# WHAT IS BEING ASKED:
Please transcribe, exactly and only, the lines of the records below from the one holding "Target: water reflection" to the very end.

Records from a data collection:
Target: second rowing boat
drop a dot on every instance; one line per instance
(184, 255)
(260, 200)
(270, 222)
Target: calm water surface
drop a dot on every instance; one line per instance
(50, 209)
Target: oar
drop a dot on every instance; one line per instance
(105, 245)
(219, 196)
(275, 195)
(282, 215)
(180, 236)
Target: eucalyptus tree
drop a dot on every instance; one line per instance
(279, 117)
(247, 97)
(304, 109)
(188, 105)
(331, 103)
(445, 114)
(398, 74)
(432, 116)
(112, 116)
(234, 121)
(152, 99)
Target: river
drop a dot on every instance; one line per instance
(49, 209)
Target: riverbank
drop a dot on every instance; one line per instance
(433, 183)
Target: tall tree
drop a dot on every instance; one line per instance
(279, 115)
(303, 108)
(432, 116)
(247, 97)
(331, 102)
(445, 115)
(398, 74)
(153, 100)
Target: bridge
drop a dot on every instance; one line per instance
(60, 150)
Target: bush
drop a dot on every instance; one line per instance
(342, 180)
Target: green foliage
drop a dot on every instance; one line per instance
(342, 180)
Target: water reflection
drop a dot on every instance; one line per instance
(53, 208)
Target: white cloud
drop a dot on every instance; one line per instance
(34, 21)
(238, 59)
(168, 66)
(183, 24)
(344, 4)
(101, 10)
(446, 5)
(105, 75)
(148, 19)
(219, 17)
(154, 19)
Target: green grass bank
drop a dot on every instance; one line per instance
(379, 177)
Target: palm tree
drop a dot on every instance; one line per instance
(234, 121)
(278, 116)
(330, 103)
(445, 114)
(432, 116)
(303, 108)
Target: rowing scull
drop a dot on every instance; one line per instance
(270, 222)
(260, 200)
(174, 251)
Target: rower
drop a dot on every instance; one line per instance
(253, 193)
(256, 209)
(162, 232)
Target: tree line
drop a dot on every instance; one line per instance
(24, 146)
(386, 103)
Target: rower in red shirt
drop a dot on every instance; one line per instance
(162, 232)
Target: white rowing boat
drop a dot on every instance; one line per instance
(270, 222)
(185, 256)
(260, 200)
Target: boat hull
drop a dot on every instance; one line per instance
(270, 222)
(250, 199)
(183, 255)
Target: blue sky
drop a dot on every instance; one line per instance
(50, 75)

# RESPONSE TO THIS EXERCISE:
Target: water reflection
drop a dot on every instance; one line per instance
(53, 208)
Target: white cloud
drop a dot on every instance; one line per instance
(34, 21)
(238, 59)
(168, 66)
(183, 24)
(344, 4)
(101, 10)
(446, 5)
(105, 75)
(148, 19)
(219, 17)
(154, 19)
Target: green grass bank
drop a dot on every instance; one line per instance
(379, 177)
Target: palm tree
drop a dot on every instance; one line per instance
(234, 121)
(278, 116)
(330, 103)
(445, 114)
(432, 116)
(303, 108)
Target: rowing scull
drop a dot on every instance; one line per instance
(270, 222)
(260, 200)
(174, 251)
Target: rower
drop a dot on every instance; one line per instance
(253, 193)
(256, 209)
(162, 232)
Target: tree line
drop a dot on every instance; one line per instance
(24, 146)
(386, 103)
Target: rower in red shirt
drop a dot on every instance; one line per instance
(162, 232)
Target: white rowing boat
drop a dot on every instance; one line per instance
(270, 222)
(185, 256)
(260, 200)
Target: boat hull
drop a dot on every instance; one line per instance
(270, 222)
(250, 199)
(183, 255)
Target: blue sky
drop a dot on every instance; one line per instance
(50, 75)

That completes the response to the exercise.